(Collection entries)
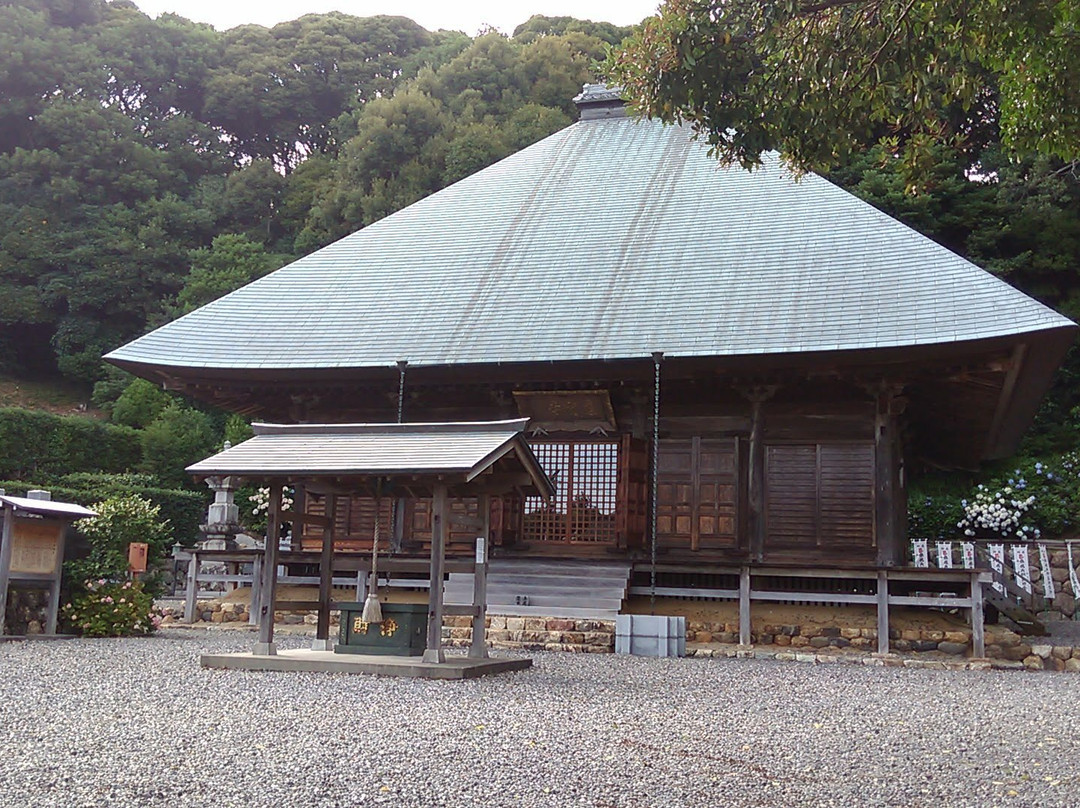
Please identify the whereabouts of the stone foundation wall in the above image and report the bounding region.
[443,615,615,654]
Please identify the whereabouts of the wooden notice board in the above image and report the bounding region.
[11,519,65,576]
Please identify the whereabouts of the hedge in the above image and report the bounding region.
[0,407,143,480]
[0,473,210,546]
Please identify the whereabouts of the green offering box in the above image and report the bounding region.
[334,603,428,657]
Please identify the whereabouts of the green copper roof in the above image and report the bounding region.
[108,117,1071,369]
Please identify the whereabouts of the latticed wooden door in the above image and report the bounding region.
[522,441,620,544]
[765,441,875,551]
[657,437,739,550]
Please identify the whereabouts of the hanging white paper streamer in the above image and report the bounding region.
[986,544,1005,594]
[1039,544,1057,601]
[912,539,930,567]
[1065,541,1080,597]
[1010,544,1031,593]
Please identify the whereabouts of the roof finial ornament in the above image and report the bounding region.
[573,83,626,121]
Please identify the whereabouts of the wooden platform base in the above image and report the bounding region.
[200,649,532,679]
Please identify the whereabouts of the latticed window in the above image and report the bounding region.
[522,441,619,543]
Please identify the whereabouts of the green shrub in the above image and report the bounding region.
[0,472,210,546]
[67,494,173,581]
[62,579,161,637]
[0,407,141,480]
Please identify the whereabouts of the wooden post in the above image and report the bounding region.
[45,525,68,634]
[0,504,15,636]
[184,548,199,623]
[746,391,768,563]
[739,566,750,645]
[469,494,491,659]
[971,573,986,659]
[247,555,262,625]
[874,390,896,567]
[423,484,446,662]
[878,569,889,654]
[252,481,282,657]
[311,494,337,651]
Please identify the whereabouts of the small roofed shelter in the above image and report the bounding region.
[187,418,554,663]
[0,490,96,635]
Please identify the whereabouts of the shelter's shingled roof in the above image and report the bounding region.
[108,118,1071,369]
[187,418,553,496]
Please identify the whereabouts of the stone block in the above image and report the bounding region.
[1001,643,1031,662]
[937,641,968,655]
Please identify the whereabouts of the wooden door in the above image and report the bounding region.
[657,436,739,551]
[765,441,876,562]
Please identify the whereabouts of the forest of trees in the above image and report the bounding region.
[6,0,1080,535]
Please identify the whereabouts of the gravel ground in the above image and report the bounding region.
[0,631,1080,808]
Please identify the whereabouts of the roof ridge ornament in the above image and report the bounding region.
[573,83,626,121]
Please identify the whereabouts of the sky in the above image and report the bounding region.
[135,0,660,36]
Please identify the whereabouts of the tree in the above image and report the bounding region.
[139,402,215,488]
[608,0,1080,176]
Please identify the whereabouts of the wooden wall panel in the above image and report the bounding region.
[657,437,739,551]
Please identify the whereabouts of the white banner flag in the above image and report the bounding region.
[1066,541,1080,597]
[1039,544,1057,601]
[986,544,1005,594]
[1010,544,1031,593]
[912,539,930,567]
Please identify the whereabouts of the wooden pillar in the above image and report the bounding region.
[253,481,282,656]
[423,484,446,662]
[971,573,986,659]
[874,383,905,567]
[0,504,15,636]
[45,525,68,634]
[469,494,491,659]
[311,494,337,651]
[739,567,750,645]
[247,555,262,625]
[184,548,199,623]
[746,391,768,563]
[878,569,889,654]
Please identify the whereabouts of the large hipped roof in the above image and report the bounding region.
[108,112,1072,371]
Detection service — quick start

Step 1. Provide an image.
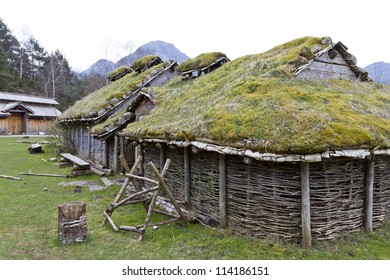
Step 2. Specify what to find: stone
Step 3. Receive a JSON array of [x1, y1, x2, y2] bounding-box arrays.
[[310, 45, 322, 54], [110, 98, 119, 106], [321, 36, 332, 46], [116, 117, 126, 125], [299, 47, 314, 61], [122, 112, 133, 120]]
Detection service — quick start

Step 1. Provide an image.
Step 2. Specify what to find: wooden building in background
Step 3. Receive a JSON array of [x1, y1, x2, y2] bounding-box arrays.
[[0, 92, 61, 135]]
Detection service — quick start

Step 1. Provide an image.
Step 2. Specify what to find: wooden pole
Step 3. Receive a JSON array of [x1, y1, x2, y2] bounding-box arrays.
[[0, 175, 22, 181], [112, 134, 118, 174], [58, 201, 88, 244], [184, 147, 191, 208], [364, 155, 375, 232], [101, 156, 142, 226], [219, 154, 227, 228], [158, 143, 166, 172], [301, 162, 311, 249], [149, 162, 188, 224]]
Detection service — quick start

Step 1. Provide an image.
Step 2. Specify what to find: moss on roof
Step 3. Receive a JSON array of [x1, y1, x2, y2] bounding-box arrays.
[[59, 61, 163, 120], [125, 37, 390, 154], [107, 66, 133, 80], [177, 52, 227, 72], [131, 55, 159, 69]]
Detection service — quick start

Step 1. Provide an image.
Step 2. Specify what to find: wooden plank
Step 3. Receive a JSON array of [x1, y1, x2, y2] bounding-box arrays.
[[219, 154, 227, 228], [184, 147, 191, 208], [112, 134, 118, 174], [0, 175, 22, 181], [364, 155, 375, 232], [20, 173, 73, 178], [149, 162, 188, 224], [61, 153, 91, 168], [301, 162, 311, 249]]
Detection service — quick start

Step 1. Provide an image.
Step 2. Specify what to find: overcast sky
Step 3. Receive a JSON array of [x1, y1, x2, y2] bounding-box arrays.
[[0, 0, 390, 71]]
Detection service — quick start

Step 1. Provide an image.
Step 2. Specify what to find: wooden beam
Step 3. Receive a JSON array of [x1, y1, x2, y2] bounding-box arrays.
[[149, 162, 188, 224], [219, 154, 227, 228], [0, 175, 22, 181], [156, 143, 166, 172], [112, 134, 118, 174], [301, 162, 311, 249], [184, 147, 191, 208], [364, 155, 375, 232]]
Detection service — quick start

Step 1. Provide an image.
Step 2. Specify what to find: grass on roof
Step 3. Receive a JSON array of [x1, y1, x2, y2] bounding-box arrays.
[[60, 63, 163, 120], [126, 37, 390, 153], [177, 52, 230, 72], [107, 66, 132, 79], [131, 55, 159, 69]]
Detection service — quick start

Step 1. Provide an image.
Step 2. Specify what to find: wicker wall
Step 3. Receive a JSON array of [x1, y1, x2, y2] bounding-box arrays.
[[373, 156, 390, 228], [137, 144, 390, 242], [190, 152, 219, 222], [310, 159, 366, 240], [166, 149, 185, 201], [226, 156, 301, 240]]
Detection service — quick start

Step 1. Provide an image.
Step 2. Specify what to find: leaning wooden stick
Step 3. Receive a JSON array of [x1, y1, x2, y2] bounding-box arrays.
[[149, 162, 189, 224], [101, 156, 142, 226]]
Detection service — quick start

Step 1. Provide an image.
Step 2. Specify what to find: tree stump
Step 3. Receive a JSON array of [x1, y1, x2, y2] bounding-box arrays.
[[58, 202, 88, 244]]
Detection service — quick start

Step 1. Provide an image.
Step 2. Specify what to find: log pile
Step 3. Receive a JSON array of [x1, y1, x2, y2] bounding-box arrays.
[[58, 202, 88, 244], [102, 157, 188, 241], [59, 153, 93, 176]]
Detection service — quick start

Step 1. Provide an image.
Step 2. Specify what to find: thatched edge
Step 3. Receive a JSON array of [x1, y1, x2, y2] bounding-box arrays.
[[120, 135, 390, 162]]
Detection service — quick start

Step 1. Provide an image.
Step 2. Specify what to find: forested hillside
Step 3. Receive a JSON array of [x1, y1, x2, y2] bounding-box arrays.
[[0, 19, 88, 110], [0, 18, 188, 111]]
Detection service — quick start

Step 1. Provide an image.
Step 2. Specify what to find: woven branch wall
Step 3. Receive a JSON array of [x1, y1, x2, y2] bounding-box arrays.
[[135, 145, 390, 242], [373, 156, 390, 228], [166, 148, 185, 201], [142, 144, 160, 188], [310, 159, 366, 240], [190, 152, 219, 223], [226, 156, 301, 240]]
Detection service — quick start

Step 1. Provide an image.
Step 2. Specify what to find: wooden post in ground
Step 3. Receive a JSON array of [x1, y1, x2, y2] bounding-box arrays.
[[364, 155, 375, 232], [219, 154, 227, 228], [301, 162, 311, 249], [58, 202, 88, 244], [184, 147, 191, 208], [149, 162, 189, 224], [112, 134, 119, 174]]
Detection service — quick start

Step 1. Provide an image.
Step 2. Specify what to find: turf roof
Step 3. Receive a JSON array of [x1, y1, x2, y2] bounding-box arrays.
[[177, 52, 227, 73], [125, 37, 390, 154], [59, 63, 163, 120]]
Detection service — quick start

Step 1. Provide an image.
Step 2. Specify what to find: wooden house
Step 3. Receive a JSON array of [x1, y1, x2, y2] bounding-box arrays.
[[60, 56, 177, 171], [120, 37, 390, 247], [0, 92, 61, 134], [177, 52, 230, 80]]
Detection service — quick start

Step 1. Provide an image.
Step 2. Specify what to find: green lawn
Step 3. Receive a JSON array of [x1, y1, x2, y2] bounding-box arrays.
[[0, 137, 390, 260]]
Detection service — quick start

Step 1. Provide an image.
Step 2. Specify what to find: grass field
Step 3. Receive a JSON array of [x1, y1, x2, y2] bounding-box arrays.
[[0, 137, 390, 260]]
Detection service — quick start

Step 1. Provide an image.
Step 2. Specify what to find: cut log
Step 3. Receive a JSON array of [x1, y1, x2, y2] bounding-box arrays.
[[149, 162, 189, 224], [58, 202, 88, 244], [20, 172, 73, 178], [101, 177, 114, 187], [28, 144, 44, 154], [0, 175, 22, 181], [61, 153, 91, 169]]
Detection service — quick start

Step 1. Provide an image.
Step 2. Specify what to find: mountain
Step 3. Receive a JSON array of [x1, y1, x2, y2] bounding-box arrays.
[[116, 41, 189, 67], [80, 59, 115, 77], [80, 41, 189, 77], [364, 61, 390, 84]]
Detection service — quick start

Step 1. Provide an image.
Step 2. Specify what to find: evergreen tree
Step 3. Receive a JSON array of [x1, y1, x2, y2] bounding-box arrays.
[[0, 45, 12, 91]]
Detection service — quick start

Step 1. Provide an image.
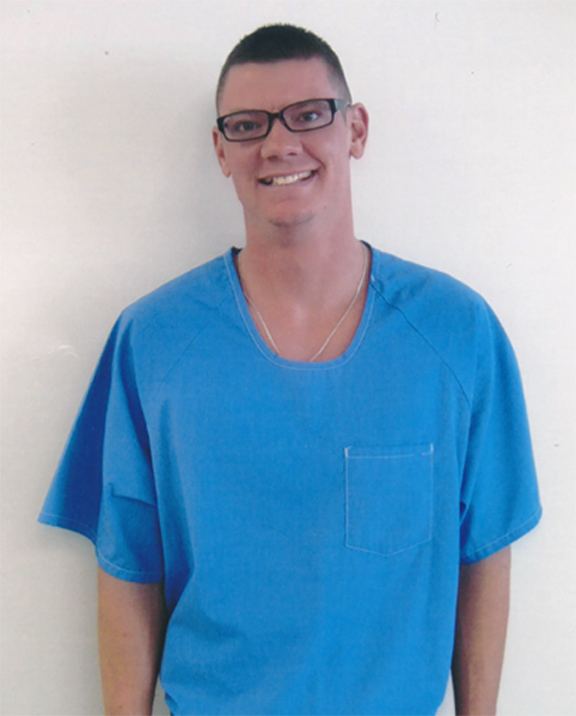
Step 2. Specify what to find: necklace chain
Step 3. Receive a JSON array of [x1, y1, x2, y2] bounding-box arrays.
[[244, 242, 368, 361]]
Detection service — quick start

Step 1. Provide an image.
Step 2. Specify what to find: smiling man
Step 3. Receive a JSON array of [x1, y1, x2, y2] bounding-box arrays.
[[40, 25, 541, 716]]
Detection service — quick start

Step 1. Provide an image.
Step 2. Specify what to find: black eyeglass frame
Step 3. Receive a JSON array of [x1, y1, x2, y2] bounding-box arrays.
[[216, 97, 351, 142]]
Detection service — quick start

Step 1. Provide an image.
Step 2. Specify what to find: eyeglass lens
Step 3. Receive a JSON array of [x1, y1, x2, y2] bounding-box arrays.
[[224, 99, 333, 140]]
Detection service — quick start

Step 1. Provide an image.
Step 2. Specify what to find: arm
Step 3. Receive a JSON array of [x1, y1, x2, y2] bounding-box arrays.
[[452, 547, 510, 716], [98, 568, 166, 716]]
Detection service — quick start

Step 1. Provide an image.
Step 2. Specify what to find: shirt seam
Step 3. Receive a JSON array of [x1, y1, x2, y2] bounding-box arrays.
[[460, 505, 542, 560], [374, 282, 472, 410]]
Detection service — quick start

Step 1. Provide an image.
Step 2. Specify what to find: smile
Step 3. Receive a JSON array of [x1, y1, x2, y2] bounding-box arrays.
[[258, 170, 316, 186]]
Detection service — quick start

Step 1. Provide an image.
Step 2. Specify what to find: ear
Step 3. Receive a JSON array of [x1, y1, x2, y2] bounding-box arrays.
[[348, 102, 369, 159], [212, 127, 232, 177]]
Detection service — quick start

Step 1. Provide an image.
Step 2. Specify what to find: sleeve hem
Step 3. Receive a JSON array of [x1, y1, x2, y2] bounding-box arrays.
[[460, 506, 542, 564], [38, 512, 164, 584]]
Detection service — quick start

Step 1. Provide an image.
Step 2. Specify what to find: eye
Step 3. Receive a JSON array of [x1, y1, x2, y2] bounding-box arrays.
[[230, 119, 260, 134], [298, 109, 320, 123]]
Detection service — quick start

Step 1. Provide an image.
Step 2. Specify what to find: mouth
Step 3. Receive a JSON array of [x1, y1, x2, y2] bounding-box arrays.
[[258, 169, 316, 186]]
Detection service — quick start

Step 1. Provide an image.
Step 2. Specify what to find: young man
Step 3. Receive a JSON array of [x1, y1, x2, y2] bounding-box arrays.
[[40, 26, 541, 716]]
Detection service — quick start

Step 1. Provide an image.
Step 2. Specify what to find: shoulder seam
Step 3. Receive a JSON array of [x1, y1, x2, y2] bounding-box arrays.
[[374, 285, 472, 410], [150, 295, 228, 400]]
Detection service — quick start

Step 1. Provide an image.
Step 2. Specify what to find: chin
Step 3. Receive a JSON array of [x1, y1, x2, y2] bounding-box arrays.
[[268, 212, 314, 228]]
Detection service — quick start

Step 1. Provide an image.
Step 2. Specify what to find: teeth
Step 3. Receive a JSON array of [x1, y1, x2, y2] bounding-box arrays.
[[264, 172, 312, 186]]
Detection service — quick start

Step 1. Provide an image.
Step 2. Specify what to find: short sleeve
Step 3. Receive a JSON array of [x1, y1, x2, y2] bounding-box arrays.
[[38, 317, 163, 583], [460, 302, 542, 563]]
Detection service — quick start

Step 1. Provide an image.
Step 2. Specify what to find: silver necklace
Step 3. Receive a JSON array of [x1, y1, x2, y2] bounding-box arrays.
[[238, 242, 368, 361]]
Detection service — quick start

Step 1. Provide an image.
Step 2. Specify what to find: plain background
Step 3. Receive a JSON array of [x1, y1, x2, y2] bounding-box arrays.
[[1, 0, 576, 716]]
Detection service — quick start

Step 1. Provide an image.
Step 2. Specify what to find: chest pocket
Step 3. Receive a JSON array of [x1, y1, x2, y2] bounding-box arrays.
[[344, 443, 434, 556]]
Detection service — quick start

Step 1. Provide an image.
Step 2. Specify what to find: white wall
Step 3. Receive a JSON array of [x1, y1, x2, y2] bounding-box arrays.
[[0, 0, 576, 716]]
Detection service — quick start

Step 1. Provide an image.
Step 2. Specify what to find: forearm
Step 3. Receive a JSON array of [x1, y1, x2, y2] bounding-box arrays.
[[98, 569, 166, 716], [452, 547, 510, 716]]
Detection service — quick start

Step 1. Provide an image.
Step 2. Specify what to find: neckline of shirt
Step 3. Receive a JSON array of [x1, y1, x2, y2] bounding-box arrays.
[[223, 239, 379, 370]]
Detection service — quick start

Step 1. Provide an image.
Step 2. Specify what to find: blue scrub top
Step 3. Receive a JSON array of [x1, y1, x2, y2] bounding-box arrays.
[[39, 242, 541, 716]]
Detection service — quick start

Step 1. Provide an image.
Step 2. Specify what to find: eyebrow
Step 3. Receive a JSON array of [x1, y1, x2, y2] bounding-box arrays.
[[219, 95, 326, 117]]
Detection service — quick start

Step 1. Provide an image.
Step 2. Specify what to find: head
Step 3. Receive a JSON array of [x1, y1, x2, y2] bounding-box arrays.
[[216, 24, 352, 114], [213, 25, 368, 229]]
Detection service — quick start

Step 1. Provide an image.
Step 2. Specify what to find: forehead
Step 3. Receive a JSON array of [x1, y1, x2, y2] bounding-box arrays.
[[219, 57, 340, 114]]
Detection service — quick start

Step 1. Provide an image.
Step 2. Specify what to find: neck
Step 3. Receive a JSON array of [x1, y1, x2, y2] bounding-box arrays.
[[237, 221, 367, 318]]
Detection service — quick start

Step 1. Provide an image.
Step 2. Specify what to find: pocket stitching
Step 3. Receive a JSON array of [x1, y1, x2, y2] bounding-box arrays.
[[344, 443, 435, 557]]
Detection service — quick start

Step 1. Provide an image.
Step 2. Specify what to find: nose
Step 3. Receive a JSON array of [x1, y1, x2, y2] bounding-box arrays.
[[260, 117, 302, 159]]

> WHAT YOU WILL DO: Count the lines in the rows above that contain the string "pocket", with case counting. Give only the number.

> FULL SOLUTION: 2